Читаем Русские студенты в немецких университетах XVIII — первой половины XIX века полностью

В начале 1760 г. Сенат официально одобрил меры, принятые Корфом, и взял на себя расходы по обучению. О том, что учеба шла хорошо, и за прошедший год переводчики достигли успехов в немецком языке, свидетельствует состоявшееся в 1760 г. производство шести бывших учеников в студенты Кёнигсбергского университета. На этом основании они просили об увеличении жалования с 50 до 90 рублей, что сравняло бы их со старшими студентами, и в подтверждение приводили текст выданного им «матрикула» (в переводе на русский язык он сохранился в архивном деле): «По благорассмотрению высокородного и высокопочтенного господина академии ректора, физики профессора, прусской консистории советника и находящихся здесь пансионеров куратора Иоганна Готтофреда Теске, высокоблагородного и высокопочтенного господина академии канцлера, обоих прав доктора и ординарного профессора, прусской консистории вице-президента и официала Целестина Ковалевского князь Иван Шихматов, князь Николай Шихматов, Степан Доможиров, Сергей Бухвостов, Николай Бухвостов 8/19 апреля, Христофор Штеге 19/30 июня сего 1760 году в Кёнигсбергской академии во число студентов произведены. Во свидетельство чего практической философии профессором и философского факультета деканом Каслем, Андреем Христиани реченой академии и печать приложена. Кёнигсберг сентября 8 дня 1760 году»[291].

> [Сохранённые данные]
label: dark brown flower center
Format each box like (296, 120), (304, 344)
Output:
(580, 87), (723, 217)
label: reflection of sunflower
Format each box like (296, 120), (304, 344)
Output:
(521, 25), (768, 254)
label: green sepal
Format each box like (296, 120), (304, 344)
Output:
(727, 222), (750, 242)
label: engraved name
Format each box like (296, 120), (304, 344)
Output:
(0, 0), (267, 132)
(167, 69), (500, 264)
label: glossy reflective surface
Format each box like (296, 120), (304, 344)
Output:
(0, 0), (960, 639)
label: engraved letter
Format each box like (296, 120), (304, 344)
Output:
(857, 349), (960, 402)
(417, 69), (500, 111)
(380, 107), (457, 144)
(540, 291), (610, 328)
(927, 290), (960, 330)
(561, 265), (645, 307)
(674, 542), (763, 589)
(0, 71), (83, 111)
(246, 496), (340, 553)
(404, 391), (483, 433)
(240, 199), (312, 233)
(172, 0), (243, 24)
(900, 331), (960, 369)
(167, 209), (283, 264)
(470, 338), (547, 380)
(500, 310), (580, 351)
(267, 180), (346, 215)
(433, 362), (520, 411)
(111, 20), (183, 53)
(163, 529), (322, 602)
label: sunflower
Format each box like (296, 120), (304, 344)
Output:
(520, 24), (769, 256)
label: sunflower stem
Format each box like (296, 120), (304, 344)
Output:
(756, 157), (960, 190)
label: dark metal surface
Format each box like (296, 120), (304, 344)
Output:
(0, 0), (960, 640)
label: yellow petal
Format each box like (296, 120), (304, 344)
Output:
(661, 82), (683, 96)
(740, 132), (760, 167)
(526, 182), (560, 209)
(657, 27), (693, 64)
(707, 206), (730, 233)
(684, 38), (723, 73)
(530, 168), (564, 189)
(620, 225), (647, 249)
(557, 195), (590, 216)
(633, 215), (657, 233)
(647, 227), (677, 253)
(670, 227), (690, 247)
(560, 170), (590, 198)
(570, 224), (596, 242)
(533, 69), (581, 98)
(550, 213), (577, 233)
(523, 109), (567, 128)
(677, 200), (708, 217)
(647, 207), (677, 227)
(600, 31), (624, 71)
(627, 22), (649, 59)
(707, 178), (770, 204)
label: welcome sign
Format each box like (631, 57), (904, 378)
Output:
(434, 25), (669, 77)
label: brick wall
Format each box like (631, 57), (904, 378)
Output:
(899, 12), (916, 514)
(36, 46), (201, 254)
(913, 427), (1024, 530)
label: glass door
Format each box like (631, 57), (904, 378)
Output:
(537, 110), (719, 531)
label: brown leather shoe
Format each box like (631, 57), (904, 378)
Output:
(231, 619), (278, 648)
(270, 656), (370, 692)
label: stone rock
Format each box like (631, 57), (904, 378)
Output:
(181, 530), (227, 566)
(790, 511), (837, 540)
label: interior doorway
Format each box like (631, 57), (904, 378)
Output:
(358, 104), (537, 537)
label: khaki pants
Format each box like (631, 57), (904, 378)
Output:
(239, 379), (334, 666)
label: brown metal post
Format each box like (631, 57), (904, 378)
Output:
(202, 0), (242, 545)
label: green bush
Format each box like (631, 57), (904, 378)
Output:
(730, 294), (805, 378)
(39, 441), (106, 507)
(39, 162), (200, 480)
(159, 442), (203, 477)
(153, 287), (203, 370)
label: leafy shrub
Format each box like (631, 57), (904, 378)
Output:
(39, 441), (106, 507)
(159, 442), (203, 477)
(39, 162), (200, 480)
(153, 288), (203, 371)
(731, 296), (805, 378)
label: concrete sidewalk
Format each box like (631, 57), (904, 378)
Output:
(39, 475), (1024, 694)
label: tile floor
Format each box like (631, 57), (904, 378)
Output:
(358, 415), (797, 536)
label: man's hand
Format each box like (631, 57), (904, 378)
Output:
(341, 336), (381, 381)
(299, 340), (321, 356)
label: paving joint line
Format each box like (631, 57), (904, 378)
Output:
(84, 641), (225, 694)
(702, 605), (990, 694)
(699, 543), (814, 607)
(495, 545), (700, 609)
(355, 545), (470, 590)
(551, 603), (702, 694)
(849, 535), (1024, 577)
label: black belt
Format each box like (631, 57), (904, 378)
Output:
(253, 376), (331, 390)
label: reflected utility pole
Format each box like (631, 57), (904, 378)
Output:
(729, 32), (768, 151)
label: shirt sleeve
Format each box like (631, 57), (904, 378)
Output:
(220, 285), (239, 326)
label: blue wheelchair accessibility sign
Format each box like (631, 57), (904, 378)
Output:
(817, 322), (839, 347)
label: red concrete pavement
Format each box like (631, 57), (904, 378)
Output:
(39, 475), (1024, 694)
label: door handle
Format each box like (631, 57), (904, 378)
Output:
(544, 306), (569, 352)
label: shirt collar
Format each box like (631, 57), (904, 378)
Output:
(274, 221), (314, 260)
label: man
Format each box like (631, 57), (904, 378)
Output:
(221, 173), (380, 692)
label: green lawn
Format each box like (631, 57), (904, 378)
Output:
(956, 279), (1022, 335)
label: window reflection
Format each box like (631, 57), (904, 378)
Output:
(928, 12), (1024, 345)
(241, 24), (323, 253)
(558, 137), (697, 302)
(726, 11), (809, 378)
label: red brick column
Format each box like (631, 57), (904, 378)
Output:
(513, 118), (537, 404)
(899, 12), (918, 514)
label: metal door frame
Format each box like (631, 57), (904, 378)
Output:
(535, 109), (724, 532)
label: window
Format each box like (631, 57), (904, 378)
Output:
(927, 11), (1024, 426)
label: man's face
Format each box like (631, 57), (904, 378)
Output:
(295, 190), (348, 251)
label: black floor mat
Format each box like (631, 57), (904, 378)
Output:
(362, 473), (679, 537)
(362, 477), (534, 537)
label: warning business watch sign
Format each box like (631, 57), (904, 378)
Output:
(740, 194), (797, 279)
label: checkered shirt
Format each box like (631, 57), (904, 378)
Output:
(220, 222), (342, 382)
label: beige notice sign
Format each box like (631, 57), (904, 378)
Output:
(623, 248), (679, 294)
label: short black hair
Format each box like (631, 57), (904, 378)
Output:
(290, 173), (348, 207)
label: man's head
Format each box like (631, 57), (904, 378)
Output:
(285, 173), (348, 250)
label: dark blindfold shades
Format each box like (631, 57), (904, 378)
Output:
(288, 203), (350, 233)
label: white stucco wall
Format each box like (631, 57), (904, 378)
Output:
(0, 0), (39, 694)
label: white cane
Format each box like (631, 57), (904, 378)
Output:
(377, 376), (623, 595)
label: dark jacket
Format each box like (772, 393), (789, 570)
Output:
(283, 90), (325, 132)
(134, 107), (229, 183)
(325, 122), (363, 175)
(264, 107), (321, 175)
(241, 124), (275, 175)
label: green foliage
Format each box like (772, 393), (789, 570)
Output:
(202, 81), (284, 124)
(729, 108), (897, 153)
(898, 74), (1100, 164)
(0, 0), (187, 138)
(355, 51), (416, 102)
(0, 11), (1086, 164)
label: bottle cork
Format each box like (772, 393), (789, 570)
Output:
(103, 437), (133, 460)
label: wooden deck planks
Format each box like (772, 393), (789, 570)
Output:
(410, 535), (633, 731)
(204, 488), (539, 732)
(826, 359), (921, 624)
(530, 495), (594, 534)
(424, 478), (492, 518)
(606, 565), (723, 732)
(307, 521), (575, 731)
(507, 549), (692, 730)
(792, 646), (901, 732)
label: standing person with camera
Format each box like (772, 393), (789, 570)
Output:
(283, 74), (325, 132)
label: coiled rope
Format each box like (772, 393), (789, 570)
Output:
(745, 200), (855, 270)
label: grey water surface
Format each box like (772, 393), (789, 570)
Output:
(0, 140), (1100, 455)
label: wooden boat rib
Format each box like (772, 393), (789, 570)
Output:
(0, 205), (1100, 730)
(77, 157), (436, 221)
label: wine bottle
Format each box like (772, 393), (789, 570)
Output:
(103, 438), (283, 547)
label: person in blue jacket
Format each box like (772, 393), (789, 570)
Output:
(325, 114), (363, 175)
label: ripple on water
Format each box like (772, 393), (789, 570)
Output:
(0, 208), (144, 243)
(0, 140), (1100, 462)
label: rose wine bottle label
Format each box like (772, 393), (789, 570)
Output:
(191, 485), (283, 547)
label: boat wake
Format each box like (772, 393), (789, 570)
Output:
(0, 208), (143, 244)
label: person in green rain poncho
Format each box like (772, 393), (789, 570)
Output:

> [Задания]
a - Повторите дословно, от начала до конца, текст о русских студентах в немецких университетах.
b - Продублируйте без изменений часть строк, а не текста: начните со строки, где есть «label: paving joint line», и продолжайте до строки с «(221, 173), (380, 692)» включительно.

> [Письменные ответы]
a -
Читаем Русские студенты в немецких университетах XVIII — первой половины XIX века полностью

В начале 1760 г. Сенат официально одобрил меры, принятые Корфом, и взял на себя расходы по обучению. О том, что учеба шла хорошо, и за прошедший год переводчики достигли успехов в немецком языке, свидетельствует состоявшееся в 1760 г. производство шести бывших учеников в студенты Кёнигсбергского университета. На этом основании они просили об увеличении жалования с 50 до 90 рублей, что сравняло бы их со старшими студентами, и в подтверждение приводили текст выданного им «матрикула» (в переводе на русский язык он сохранился в архивном деле): «По благорассмотрению высокородного и высокопочтенного господина академии ректора, физики профессора, прусской консистории советника и находящихся здесь пансионеров куратора Иоганна Готтофреда Теске, высокоблагородного и высокопочтенного господина академии канцлера, обоих прав доктора и ординарного профессора, прусской консистории вице-президента и официала Целестина Ковалевского князь Иван Шихматов, князь Николай Шихматов, Степан Доможиров, Сергей Бухвостов, Николай Бухвостов 8/19 апреля, Христофор Штеге 19/30 июня сего 1760 году в Кёнигсбергской академии во число студентов произведены. Во свидетельство чего практической философии профессором и философского факультета деканом Каслем, Андреем Христиани реченой академии и печать приложена. Кёнигсберг сентября 8 дня 1760 году»[291].

b -
label: paving joint line
Format each box like (631, 57), (904, 378)
Output:
(84, 641), (225, 694)
(702, 605), (990, 694)
(699, 543), (814, 607)
(495, 545), (700, 609)
(355, 545), (470, 590)
(551, 603), (702, 694)
(849, 535), (1024, 577)
label: black belt
Format each box like (631, 57), (904, 378)
Output:
(253, 376), (331, 390)
label: reflected utility pole
Format each box like (631, 57), (904, 378)
Output:
(729, 32), (768, 151)
label: shirt sleeve
Format each box like (631, 57), (904, 378)
Output:
(220, 285), (239, 326)
label: blue wheelchair accessibility sign
Format each box like (631, 57), (904, 378)
Output:
(817, 322), (839, 347)
label: red concrete pavement
Format each box like (631, 57), (904, 378)
Output:
(39, 475), (1024, 694)
label: door handle
Format each box like (631, 57), (904, 378)
Output:
(544, 306), (569, 352)
label: shirt collar
Format each box like (631, 57), (904, 378)
Output:
(274, 221), (314, 260)
label: man
Format each box like (631, 57), (904, 378)
Output:
(221, 173), (380, 692)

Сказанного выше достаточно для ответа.